Aim of the exercise: Can you copy out every line of the data below, character for character, from the line containing "Target: vegetation growing on roof" through the final line?

[START OF Excerpted data]

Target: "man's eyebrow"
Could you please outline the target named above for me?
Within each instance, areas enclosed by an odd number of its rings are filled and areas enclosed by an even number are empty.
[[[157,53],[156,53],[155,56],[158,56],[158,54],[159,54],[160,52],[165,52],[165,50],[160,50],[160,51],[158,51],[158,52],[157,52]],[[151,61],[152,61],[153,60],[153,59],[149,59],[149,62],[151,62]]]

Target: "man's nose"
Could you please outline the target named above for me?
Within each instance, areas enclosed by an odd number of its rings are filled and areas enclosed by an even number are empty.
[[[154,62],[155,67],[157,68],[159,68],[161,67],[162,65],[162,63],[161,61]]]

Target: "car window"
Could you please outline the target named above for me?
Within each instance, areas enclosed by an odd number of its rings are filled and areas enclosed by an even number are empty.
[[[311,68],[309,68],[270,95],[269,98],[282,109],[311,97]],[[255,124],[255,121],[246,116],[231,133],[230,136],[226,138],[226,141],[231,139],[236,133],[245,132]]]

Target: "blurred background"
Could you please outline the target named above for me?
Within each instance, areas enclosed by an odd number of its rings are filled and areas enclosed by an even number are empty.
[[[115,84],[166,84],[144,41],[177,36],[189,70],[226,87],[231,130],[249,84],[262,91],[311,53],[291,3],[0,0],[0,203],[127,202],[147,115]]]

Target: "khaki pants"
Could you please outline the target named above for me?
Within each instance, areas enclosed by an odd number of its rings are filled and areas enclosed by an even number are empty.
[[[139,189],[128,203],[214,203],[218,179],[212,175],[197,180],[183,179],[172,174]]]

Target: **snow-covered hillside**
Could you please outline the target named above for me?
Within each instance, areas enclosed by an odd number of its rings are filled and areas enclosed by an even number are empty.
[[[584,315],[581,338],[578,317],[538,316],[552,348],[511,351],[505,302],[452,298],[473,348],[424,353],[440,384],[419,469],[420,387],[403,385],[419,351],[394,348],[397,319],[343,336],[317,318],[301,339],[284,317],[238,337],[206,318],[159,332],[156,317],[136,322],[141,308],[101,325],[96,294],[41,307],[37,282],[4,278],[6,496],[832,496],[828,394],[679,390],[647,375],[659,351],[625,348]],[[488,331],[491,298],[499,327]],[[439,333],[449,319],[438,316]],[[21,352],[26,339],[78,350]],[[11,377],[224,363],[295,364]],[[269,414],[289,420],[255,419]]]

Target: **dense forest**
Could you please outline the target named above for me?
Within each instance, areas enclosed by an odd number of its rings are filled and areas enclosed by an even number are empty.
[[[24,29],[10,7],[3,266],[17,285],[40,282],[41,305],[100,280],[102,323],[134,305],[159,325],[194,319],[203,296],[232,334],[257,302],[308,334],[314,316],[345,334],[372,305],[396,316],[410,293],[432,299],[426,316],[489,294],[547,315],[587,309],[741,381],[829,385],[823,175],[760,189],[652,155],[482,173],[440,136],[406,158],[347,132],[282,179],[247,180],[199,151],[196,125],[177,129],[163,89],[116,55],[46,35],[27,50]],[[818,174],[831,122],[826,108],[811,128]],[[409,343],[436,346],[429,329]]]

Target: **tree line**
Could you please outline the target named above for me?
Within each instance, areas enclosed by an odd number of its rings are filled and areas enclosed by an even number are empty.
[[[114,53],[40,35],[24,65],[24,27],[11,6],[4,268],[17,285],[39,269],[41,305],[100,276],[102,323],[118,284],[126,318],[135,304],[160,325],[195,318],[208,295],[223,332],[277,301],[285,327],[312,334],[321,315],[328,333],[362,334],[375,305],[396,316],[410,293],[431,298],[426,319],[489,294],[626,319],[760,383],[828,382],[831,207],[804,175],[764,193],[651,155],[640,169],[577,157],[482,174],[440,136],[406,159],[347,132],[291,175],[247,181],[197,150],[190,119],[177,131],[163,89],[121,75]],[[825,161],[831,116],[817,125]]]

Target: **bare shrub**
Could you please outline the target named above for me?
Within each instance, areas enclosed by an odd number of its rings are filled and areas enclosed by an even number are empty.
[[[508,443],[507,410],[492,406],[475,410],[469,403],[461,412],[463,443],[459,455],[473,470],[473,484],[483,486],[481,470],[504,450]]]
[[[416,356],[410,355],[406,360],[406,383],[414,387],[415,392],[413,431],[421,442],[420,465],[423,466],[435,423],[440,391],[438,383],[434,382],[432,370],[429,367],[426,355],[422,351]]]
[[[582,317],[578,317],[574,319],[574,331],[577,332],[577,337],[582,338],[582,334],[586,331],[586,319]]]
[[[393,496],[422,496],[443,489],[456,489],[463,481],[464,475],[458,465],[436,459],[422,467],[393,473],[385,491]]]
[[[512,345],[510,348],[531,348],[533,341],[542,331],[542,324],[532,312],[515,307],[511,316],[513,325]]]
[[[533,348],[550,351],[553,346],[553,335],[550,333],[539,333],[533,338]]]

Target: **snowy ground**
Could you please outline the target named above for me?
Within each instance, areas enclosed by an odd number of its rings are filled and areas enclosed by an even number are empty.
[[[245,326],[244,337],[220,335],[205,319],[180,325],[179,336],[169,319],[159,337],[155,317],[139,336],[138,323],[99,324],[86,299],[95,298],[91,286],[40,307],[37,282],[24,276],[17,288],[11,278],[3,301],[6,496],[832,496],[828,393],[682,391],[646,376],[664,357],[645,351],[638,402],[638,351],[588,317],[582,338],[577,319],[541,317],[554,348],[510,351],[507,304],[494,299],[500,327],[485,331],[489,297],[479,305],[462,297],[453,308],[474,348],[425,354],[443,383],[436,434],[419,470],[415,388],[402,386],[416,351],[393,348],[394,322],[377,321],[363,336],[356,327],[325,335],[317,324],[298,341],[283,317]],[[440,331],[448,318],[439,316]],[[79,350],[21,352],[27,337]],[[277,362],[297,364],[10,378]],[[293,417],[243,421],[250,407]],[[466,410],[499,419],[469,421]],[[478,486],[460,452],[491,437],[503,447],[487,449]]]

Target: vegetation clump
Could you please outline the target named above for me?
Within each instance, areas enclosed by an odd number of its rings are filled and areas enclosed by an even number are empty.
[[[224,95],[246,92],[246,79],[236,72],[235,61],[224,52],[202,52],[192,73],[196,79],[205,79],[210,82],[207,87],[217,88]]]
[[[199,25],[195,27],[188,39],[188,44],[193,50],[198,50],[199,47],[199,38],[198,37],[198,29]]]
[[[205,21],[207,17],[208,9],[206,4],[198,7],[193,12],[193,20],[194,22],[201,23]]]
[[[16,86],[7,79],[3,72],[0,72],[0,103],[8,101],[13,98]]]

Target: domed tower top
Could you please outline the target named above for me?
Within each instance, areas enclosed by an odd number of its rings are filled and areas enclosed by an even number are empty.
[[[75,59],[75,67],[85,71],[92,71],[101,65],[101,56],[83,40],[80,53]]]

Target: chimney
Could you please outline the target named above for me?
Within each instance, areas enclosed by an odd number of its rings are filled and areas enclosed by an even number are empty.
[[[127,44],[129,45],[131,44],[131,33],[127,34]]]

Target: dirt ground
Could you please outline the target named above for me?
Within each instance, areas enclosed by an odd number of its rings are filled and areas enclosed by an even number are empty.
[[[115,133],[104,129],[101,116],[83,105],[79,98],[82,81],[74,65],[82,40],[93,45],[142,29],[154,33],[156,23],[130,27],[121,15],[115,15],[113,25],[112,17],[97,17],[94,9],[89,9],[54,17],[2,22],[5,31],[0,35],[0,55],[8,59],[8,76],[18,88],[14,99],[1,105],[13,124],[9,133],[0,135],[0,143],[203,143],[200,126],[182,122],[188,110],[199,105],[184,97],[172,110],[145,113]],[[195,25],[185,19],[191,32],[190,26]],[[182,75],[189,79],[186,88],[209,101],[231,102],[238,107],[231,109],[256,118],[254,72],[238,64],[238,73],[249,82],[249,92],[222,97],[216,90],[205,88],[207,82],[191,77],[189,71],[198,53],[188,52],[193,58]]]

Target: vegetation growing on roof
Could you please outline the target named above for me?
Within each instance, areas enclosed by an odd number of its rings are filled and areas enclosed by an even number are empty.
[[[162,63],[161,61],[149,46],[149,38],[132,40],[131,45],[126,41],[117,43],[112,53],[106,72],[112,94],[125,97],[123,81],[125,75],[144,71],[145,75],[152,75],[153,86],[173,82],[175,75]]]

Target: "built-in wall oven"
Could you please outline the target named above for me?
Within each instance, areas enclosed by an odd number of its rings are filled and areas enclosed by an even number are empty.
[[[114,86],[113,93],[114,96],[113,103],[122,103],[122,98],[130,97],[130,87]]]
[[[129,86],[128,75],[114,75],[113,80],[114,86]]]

[END OF Excerpted data]

Solution for this task:
Target: vegetation growing on roof
Could you please outline the target named above for me?
Within each instance, areas enclosed by an odd number of its rings are filled and areas enclosed by an even number are empty.
[[[162,63],[161,61],[149,46],[149,38],[132,40],[131,45],[126,41],[117,43],[112,53],[106,72],[112,94],[125,97],[123,81],[125,75],[144,71],[145,75],[152,75],[153,86],[173,82],[175,75]]]

Target: "built-in wall oven"
Could you please outline the target named above for me?
Within each instance, areas enclosed by an odd number of its rings are filled and areas enclosed by an even number are empty.
[[[114,86],[113,93],[114,96],[113,103],[122,103],[122,98],[130,97],[130,87]]]
[[[129,86],[128,75],[114,75],[113,80],[114,86]]]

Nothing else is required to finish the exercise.